◆ **Your goal**: For the word "floral", copy every line of the material that includes it.

◆ **Records shown**:
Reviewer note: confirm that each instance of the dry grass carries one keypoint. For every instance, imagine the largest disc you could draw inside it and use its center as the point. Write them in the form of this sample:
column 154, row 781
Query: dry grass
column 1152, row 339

==

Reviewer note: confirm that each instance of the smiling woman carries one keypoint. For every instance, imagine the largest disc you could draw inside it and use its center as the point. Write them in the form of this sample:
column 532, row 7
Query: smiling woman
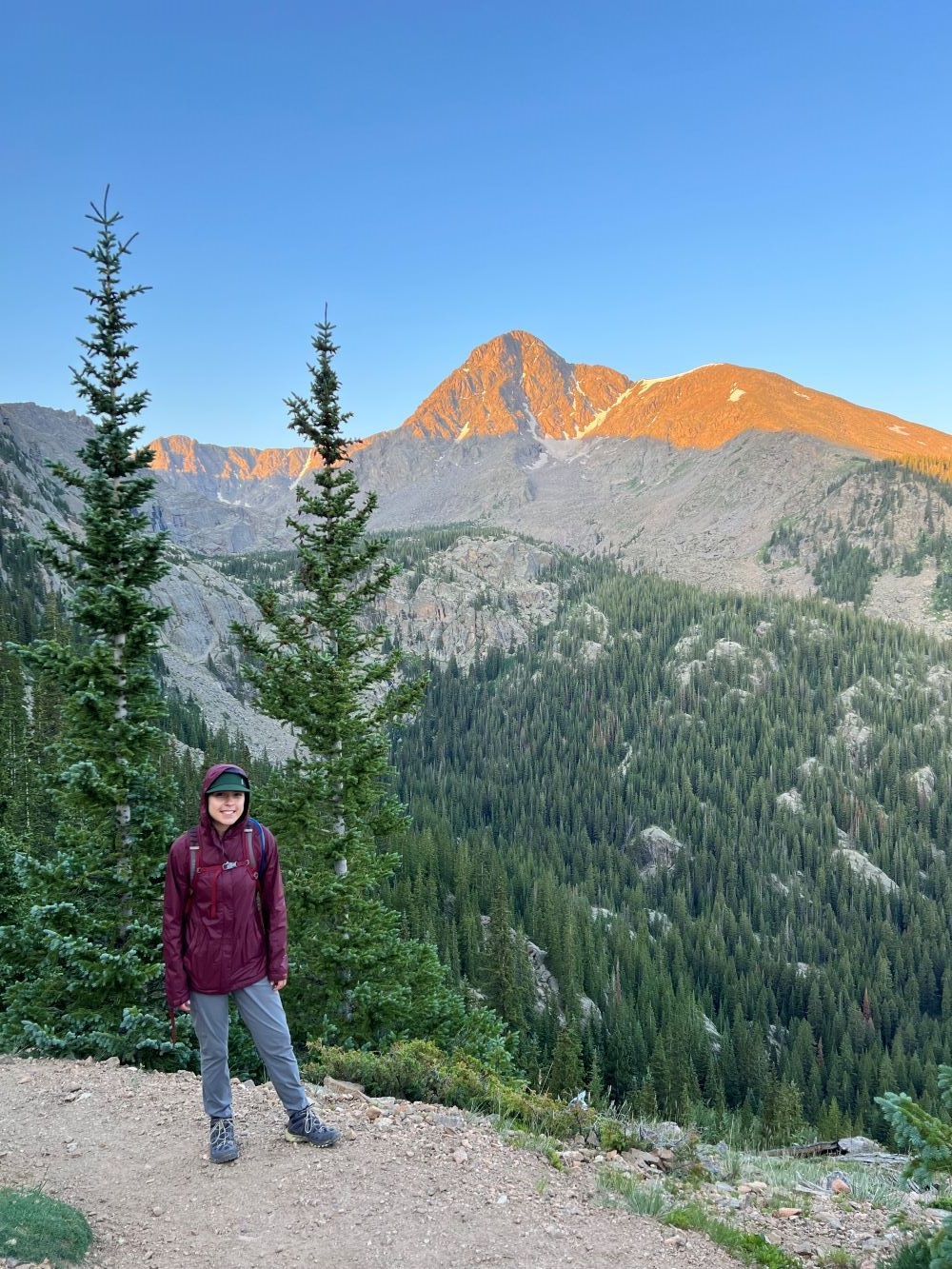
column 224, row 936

==

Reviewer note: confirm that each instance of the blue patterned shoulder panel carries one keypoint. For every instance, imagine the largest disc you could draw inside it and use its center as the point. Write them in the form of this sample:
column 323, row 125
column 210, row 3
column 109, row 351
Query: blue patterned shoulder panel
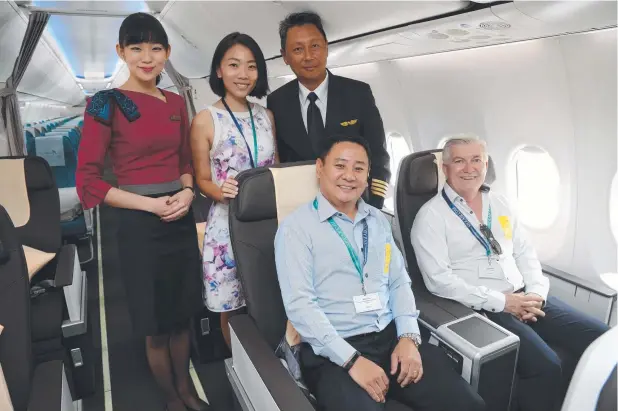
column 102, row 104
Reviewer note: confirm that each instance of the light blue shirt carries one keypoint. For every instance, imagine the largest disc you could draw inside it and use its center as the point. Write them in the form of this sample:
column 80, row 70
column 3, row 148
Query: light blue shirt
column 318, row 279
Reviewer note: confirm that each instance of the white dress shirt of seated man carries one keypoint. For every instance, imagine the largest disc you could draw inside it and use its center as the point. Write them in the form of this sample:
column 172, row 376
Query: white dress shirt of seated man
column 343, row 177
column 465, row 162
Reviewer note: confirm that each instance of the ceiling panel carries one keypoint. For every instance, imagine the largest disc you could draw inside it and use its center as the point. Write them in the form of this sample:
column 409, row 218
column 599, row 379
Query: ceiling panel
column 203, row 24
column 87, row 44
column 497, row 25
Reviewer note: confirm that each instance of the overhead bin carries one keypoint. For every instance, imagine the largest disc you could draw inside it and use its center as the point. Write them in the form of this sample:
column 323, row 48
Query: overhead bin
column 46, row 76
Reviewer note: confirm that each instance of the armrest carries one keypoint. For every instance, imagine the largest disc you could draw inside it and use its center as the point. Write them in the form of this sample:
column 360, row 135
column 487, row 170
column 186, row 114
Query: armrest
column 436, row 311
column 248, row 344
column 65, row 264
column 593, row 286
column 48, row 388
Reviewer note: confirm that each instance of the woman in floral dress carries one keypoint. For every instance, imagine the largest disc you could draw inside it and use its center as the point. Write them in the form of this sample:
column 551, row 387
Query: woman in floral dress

◆ **Solved problem**:
Reviewer note: confirm that each instance of the woman in floral dress carries one keypoint. For every instance, imagine the largest disc you could draw inside it and use its center as the point. Write them in the form of this sample:
Query: woman in floral dress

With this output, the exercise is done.